**PAGE**
***

GROUP BY vs DISTINCT

Warrio · Jun 1, 2007

it's not that I want to waste my time saying that you are right or write
saying the only way is testing...

but the good thing in computing is that everything has a reason, somewhere
hidden or invisible, but it does exist! and saying that testing will give
the right answer is like gambling! how many parameters can influence your
testing????

even if you make it on a new machine, without any connection and only access
running! you can't have the same result.

come on, computing is one of the rare exact science, don't make something
esle!

Baz · Jun 2, 2007

If you are so convinced that Michel is right, on the basis of no evidence
whatsoever, I suggest that YOU better try it.

If someone here told you that the moon is made of green cheese I guess you
would believe that too.

Baz · Jun 2, 2007

My God what a pair of idiots (I mean Walsh and Warrio, not you David).

Probably better to let these two fools massage each other's egos in French
while we go and do something more worthwhile.

David W. Fenton said:
and here is the query plan, again, the same, for both statements
(excuse the HTML format, I suspect that without it, it turns out
un-readable):

|--Sort(DISTINCT ORDER BY[pubs].[dbo].[authors].[au_fname]
|ASC))

***

**DO THIS**
Carry on the GROUP BY vs DISTINCT thread from its last line. None of the material here has any bearing on the thread.

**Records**

***

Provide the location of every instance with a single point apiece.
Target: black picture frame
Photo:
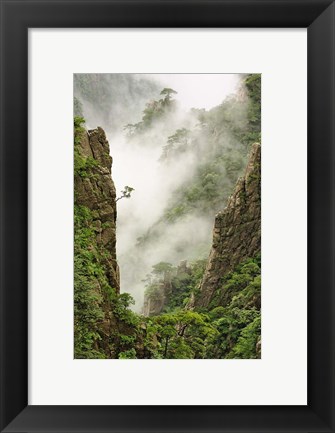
(318, 16)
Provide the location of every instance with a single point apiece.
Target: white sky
(199, 90)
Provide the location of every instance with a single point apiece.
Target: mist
(144, 236)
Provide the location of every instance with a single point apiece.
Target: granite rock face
(237, 230)
(96, 191)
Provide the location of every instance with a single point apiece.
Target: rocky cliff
(94, 189)
(236, 234)
(96, 273)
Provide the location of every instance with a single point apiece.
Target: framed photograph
(167, 216)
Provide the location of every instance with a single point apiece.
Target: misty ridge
(182, 161)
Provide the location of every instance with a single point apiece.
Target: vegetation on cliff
(196, 308)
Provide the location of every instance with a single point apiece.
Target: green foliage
(77, 108)
(154, 111)
(82, 165)
(126, 192)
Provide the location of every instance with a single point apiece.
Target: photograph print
(167, 216)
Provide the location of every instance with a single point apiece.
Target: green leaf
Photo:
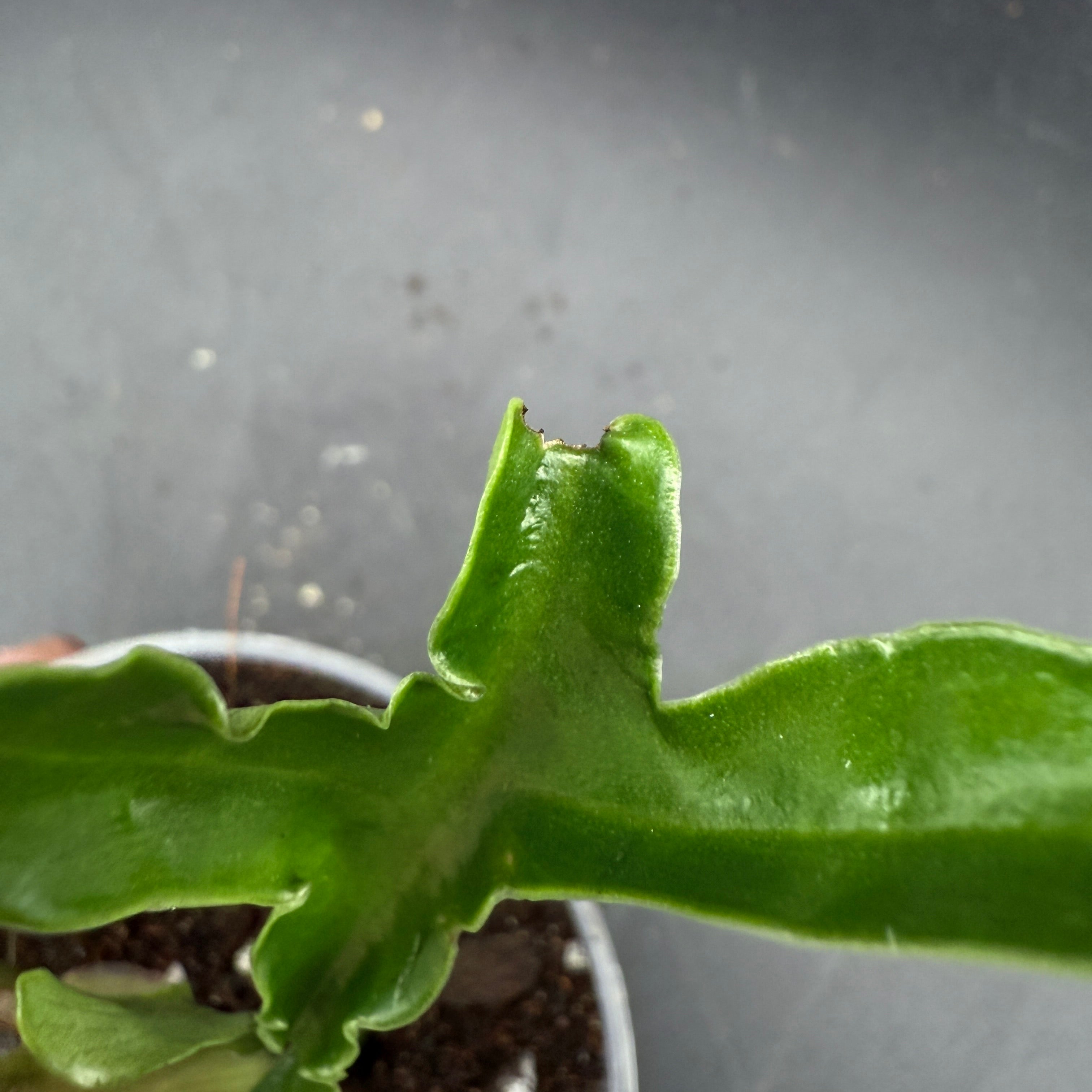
(930, 788)
(237, 1068)
(94, 1040)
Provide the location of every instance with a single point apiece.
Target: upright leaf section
(932, 786)
(574, 549)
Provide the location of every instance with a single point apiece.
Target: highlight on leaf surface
(933, 785)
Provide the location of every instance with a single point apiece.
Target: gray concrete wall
(844, 252)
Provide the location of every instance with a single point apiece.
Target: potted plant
(932, 786)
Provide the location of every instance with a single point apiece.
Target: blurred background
(269, 273)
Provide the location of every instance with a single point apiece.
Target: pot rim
(619, 1046)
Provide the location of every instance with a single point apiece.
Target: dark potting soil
(518, 1002)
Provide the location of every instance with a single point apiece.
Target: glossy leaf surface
(96, 1040)
(930, 788)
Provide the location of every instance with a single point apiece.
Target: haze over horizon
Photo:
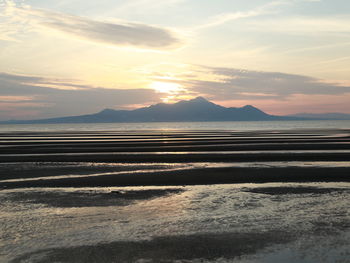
(61, 58)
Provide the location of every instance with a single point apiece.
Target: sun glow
(166, 87)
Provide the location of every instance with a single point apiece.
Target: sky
(62, 58)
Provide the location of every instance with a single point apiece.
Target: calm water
(239, 126)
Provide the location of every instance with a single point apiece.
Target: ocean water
(237, 126)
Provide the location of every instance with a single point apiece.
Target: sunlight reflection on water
(28, 226)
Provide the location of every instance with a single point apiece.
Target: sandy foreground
(175, 196)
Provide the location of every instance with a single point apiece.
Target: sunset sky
(71, 57)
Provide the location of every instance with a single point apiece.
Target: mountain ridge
(198, 109)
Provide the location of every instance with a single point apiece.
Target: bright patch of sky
(132, 44)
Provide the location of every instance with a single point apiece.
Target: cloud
(117, 34)
(20, 94)
(234, 84)
(303, 24)
(223, 18)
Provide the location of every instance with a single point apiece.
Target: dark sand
(22, 154)
(165, 249)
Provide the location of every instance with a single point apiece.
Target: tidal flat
(175, 196)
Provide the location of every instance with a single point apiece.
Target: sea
(306, 222)
(229, 125)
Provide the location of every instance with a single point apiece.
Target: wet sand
(169, 157)
(175, 196)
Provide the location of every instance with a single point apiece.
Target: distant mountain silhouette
(198, 109)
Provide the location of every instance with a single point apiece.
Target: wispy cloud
(36, 95)
(117, 34)
(228, 17)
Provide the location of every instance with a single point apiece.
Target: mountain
(198, 109)
(322, 116)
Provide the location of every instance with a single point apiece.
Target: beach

***

**ANSWER FOR THIS EXERCISE**
|--Index Scan(OBJECT[pubs].[dbo].[authors].[aunmind]))

Click to expand...

Er, that's a SQL Server query plan, not a Jet one.

Who said we were using SQL Server as the back end?

Baz · Jun 2, 2007

If you really believe that garbage then you have no chance of getting an
answer to your question. Oh, but I'm forgetting, you have already accepted
Michel's answer, even though he hasn't a clue what he's talking about.

Warrio said:
it's not that I want to waste my time saying that you are right or write
saying the only way is testing...

but the good thing in computing is that everything has a reason, somewhere
hidden or invisible, but it does exist! and saying that testing will give
the right answer is like gambling! how many parameters can influence your
testing????

even if you make it on a new machine, without any connection and only access
running! you can't have the same result.

come on, computing is one of the rare exact science, don't make something
esle!

"David W. Fenton" <[email protected]> a écrit dans le message de

Baz · Jun 2, 2007

It's a good thing he doesn't because speculation and misinformation are no
use to anyone.

Michel Walsh · Jun 4, 2007

Indeed, I assumed that Jet would solve these simple basic queries the same
way MS SQL Server would do, but it seems Jet optimizer fails to optimize the
second query.

In MS SQL Server, there is no difference between the queries plan, even if
there are multiple fields (indexed, or not) between the DISTINCT and the
logical equivalent GROUP BY.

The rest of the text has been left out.